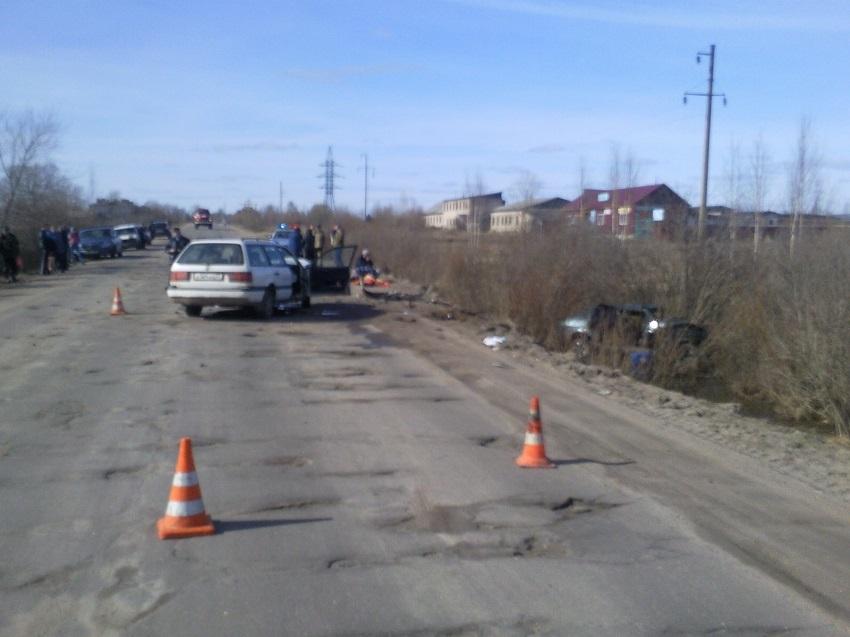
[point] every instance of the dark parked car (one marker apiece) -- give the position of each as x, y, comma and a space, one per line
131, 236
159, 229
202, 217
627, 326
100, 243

━━━━━━━━

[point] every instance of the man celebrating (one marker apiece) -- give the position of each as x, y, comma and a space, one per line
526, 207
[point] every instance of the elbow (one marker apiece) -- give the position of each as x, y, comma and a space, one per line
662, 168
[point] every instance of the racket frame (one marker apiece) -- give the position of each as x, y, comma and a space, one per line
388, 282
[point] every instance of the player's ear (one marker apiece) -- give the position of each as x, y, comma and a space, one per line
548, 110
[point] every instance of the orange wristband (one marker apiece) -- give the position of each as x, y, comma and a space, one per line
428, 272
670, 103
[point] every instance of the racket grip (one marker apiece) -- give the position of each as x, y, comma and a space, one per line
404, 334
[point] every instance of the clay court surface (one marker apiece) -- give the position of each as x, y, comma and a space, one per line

━━━━━━━━

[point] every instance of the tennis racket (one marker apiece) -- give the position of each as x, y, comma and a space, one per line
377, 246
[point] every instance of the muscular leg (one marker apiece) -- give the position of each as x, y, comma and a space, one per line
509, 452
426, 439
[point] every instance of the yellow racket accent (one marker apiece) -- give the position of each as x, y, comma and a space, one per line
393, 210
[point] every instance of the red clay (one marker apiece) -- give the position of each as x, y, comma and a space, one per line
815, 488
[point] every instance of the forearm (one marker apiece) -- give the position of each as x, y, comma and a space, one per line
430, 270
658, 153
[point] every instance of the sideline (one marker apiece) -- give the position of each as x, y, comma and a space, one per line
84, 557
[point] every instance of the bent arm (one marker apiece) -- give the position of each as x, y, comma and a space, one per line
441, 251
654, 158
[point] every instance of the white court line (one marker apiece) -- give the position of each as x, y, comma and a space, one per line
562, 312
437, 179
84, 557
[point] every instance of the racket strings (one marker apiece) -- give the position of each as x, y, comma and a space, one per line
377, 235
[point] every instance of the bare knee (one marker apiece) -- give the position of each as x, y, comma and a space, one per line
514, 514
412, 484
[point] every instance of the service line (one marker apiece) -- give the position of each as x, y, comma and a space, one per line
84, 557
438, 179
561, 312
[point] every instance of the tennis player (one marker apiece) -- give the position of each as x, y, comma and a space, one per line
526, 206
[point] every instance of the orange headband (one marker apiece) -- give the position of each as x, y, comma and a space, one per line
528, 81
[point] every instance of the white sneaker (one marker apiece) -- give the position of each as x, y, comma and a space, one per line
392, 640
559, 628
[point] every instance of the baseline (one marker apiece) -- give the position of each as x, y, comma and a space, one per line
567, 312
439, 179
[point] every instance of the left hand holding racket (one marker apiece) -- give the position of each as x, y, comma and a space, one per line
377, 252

━━━━━━━━

* **Stated exercise**
Find each line in the items above that contains the word "player" and copy those lines. Case matters.

* **Problem solution**
[point] every instance of the player's ear (one marker apiece) -- give the position of each as x, y, comma and a space, one per line
[point] every instance of the tennis player (one marker apiece) -- give the position of each as x, y, comma and a space, one per line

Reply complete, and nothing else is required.